Exercise tasks ::
a - Rewrite the paragraph of the text on Andrew Wyllie that begins "Andrew Wyllie graduated in medicine" as a brief bulleted list that keeps its main facts.
b - Retype the part of the text on Andrew Wyllie that runs from "Tributes paid to" up to and including "a long illness.".

Text shown ::
....

Tributes paid to Professor of Pathology who discovered that cells die
“His work helped to open a new field of study with wide significance in biology and medicine, including particular relevance to cancer”
Award-winning pathologist Professor Andrew Wyllie has died after a long illness.
The father-of-three was part of a team of researchers at the University of Aberdeen who discovered ‘apoptosis’ – the process of cell death. Their seminal work has been credited with ‘opening a new field of study’.
Andrew Wyllie graduated in medicine and science from Aberdeen University in 1975, he became a Fellow of St John’s in 1998, he was a Fellow of the Royal Society, the Royal Society of Edinburgh, the Academy of Medical Science and the Royal College of Pathologists.

....

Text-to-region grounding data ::
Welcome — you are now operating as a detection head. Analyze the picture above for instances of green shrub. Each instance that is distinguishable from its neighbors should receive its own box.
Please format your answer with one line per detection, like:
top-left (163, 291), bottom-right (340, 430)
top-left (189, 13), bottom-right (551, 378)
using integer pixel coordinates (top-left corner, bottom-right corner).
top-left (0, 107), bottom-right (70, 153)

....

Task answers ::
a -
- Graduated in medicine and science from Aberdeen University in 1975
- Became a Fellow of St John's in 1998
- Fellow of the Royal Society, the Royal Society of Edinburgh, the Academy of Medical Science and the Royal College of Pathologists

b -
Tributes paid to Professor of Pathology who discovered that cells die
“His work helped to open a new field of study with wide significance in biology and medicine, including particular relevance to cancer”
Award-winning pathologist Professor Andrew Wyllie has died after a long illness.